- _DOCUMENT SEGMENT_:
About a year ago, I happened upon this statement about the Monitor in the Harvard Business Review – under the charming heading of “do things that don’t interest you”:

“Many things that end up” being meaningful, writes social scientist Joseph Grenny, “have come from conference workshops, articles, or online videos that began as a chore and ended with an insight. My work in Kenya, for example, was heavily influenced by a Christian Science Monitor article I had forced myself to read 10 years earlier. Sometimes, we call things ‘boring’ simply because they lie outside the box we are currently in.”

If you were to come up with a punchline to a joke about the Monitor, that would probably be it. We’re seen as being global, fair, insightful, and perhaps a bit too earnest. We’re the bran muffin of journalism.

But you know what? We change lives. And I’m going to argue that we change lives precisely because we force open that too-small box that most human beings think they live in.

The Monitor is a peculiar little publication that’s hard for the world to figure out. We’re run by a church, but we’re not only for church members and we’re not about converting people. We’re known as being fair even as the world becomes as polarized as at any time since the newspaper’s founding in 1908.

We have a mission beyond circulation, we want to bridge divides. We’re about kicking down the door of thought everywhere and saying, “You are bigger and more capable than you realize. And we can prove it.”

- _ENTRIES_:
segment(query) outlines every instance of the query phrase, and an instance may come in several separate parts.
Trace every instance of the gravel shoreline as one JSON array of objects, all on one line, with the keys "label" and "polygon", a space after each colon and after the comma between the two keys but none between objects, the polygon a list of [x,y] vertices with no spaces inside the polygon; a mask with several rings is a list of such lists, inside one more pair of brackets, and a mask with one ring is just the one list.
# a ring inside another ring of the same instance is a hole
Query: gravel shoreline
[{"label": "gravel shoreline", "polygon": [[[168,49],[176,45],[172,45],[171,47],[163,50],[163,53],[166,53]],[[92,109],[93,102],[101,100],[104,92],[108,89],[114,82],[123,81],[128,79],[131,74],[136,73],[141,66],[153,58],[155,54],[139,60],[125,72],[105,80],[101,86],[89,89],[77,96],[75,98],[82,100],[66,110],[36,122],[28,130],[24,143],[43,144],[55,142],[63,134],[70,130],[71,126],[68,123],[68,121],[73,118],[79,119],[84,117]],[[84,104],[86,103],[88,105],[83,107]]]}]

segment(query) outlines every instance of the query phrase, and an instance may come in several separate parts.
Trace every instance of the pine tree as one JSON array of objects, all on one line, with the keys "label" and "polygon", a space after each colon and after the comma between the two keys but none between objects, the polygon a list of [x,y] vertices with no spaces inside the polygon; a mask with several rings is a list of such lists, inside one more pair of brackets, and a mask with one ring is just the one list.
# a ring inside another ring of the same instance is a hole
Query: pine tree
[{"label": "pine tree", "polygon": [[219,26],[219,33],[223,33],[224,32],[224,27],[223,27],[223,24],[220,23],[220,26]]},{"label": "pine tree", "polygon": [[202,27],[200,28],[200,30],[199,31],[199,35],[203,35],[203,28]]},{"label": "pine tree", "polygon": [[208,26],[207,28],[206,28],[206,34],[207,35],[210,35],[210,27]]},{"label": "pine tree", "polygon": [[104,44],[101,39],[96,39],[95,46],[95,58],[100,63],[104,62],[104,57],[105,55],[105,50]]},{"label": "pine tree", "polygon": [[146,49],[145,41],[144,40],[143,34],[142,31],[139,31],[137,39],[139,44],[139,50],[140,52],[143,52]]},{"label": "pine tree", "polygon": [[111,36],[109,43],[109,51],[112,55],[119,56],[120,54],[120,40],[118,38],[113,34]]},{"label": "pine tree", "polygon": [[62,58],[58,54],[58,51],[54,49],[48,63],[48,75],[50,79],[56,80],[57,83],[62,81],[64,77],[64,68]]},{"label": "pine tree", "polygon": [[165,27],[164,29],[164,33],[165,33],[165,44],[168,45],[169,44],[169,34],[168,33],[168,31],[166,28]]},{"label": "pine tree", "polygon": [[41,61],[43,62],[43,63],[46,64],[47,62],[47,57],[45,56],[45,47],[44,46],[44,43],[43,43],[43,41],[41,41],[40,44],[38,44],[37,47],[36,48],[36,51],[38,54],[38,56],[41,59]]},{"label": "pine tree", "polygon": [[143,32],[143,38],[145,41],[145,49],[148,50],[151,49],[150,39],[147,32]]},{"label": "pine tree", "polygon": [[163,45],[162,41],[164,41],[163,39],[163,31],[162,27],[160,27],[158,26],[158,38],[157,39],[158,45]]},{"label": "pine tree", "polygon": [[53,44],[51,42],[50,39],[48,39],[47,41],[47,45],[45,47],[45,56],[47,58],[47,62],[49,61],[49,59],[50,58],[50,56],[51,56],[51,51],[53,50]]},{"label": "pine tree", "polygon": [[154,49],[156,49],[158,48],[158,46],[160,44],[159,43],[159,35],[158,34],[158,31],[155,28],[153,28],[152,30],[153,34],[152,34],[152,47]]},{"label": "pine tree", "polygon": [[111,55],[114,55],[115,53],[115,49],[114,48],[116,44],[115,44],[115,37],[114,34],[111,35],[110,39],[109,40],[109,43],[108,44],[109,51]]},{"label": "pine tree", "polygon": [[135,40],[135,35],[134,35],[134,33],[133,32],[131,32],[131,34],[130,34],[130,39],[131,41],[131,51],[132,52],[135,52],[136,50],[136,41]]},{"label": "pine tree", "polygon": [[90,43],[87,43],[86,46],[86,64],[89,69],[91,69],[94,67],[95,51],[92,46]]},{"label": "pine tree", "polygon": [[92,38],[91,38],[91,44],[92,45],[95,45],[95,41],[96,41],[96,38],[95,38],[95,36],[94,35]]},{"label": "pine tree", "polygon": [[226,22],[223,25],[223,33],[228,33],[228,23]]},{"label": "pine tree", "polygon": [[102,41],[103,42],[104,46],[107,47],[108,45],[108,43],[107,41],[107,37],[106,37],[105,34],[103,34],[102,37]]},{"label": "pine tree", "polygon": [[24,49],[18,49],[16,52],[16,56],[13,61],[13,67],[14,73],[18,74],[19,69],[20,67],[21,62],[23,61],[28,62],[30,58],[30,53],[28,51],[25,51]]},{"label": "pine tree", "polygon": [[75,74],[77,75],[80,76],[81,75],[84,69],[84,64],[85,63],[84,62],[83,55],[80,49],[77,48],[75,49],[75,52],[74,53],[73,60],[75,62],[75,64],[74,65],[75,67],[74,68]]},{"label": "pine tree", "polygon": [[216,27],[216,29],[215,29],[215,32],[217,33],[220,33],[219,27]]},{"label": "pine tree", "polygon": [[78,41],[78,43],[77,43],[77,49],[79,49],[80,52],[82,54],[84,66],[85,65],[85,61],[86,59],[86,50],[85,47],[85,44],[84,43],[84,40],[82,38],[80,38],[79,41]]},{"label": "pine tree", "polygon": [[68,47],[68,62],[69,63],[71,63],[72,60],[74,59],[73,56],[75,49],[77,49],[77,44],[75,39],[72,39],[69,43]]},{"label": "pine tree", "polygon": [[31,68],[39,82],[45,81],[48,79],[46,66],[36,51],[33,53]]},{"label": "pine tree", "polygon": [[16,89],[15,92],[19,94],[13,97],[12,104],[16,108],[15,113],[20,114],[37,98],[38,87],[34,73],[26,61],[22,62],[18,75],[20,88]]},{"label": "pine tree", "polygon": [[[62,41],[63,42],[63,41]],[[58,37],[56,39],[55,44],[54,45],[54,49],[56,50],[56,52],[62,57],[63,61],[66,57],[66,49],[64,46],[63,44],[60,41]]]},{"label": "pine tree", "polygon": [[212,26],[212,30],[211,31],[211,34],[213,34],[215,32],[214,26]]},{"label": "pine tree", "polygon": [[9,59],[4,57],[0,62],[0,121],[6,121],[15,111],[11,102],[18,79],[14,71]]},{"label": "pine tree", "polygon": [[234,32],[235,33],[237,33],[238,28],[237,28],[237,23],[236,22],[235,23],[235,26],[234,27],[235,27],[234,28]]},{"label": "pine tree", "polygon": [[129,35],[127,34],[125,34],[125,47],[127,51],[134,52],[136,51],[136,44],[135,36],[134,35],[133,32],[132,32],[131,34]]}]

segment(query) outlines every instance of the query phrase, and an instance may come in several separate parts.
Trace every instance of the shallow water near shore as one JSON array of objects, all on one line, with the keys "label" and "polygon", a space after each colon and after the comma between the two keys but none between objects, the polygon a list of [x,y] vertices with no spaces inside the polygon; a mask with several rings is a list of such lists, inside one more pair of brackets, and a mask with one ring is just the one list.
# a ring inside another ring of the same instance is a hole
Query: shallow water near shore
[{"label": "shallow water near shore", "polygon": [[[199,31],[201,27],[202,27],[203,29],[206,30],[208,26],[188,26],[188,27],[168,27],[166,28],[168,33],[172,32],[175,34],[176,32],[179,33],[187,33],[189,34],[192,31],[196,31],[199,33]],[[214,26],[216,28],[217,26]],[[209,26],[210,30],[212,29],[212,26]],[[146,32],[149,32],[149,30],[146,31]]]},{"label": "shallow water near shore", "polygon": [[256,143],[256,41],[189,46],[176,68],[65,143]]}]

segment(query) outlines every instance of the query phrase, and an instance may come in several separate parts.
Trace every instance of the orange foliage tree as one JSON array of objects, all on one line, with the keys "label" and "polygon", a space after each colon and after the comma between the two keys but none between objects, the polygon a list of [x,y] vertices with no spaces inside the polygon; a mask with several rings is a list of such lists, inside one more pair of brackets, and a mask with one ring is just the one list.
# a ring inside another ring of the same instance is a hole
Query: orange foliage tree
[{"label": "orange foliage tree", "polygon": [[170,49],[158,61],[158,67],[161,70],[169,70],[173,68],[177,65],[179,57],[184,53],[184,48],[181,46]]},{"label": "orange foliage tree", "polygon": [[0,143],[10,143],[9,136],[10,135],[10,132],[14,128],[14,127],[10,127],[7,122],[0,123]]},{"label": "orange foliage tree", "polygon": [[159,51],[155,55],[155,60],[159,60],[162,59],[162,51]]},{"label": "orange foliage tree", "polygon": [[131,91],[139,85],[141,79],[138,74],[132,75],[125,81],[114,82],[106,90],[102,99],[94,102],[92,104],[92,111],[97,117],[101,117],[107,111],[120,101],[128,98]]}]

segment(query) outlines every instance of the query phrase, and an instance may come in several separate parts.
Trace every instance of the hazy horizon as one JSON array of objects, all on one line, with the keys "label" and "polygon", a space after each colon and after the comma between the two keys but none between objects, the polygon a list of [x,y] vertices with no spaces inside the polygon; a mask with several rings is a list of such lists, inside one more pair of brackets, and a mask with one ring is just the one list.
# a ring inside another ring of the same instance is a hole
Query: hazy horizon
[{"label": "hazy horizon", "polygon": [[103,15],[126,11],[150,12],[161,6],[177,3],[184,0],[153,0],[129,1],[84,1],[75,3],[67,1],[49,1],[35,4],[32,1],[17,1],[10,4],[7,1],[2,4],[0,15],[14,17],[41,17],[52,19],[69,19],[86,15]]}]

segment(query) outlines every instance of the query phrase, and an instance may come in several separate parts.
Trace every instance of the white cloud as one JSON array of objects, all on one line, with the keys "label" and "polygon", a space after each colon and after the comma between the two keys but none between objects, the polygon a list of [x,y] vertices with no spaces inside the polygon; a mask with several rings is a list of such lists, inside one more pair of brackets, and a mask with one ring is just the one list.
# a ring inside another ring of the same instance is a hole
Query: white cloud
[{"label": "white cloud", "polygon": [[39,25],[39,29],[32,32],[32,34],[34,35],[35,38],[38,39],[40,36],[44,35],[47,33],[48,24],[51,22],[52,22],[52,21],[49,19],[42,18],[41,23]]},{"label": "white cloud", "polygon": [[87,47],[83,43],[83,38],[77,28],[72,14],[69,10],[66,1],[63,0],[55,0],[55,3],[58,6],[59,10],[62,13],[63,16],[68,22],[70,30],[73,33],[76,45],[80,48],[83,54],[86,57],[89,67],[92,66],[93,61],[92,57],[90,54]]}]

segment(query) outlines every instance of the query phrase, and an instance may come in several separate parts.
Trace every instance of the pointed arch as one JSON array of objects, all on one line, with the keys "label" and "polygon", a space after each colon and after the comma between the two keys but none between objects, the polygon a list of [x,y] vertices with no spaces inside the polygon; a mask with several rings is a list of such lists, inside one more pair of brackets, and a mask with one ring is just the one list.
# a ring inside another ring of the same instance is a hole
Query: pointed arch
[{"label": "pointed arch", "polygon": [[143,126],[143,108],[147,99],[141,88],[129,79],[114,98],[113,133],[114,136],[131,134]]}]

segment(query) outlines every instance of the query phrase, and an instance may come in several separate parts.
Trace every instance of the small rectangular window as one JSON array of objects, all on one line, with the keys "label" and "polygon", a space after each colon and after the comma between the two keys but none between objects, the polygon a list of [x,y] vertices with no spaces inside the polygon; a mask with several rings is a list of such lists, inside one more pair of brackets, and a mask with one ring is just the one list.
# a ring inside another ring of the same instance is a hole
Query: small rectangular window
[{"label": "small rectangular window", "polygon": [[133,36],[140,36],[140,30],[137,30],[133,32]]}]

- _REQUIRED ACTIONS_:
- 1) Translate this sentence from the piece about the Monitor into Spanish: "We're the bran muffin of journalism."
- 2) How many lines of the entries contain the word "pointed"? Reply with the number only.

- _COMPLETE ANSWERS_:
- 1) Somos el muffin de salvado del periodismo.

- 2) 3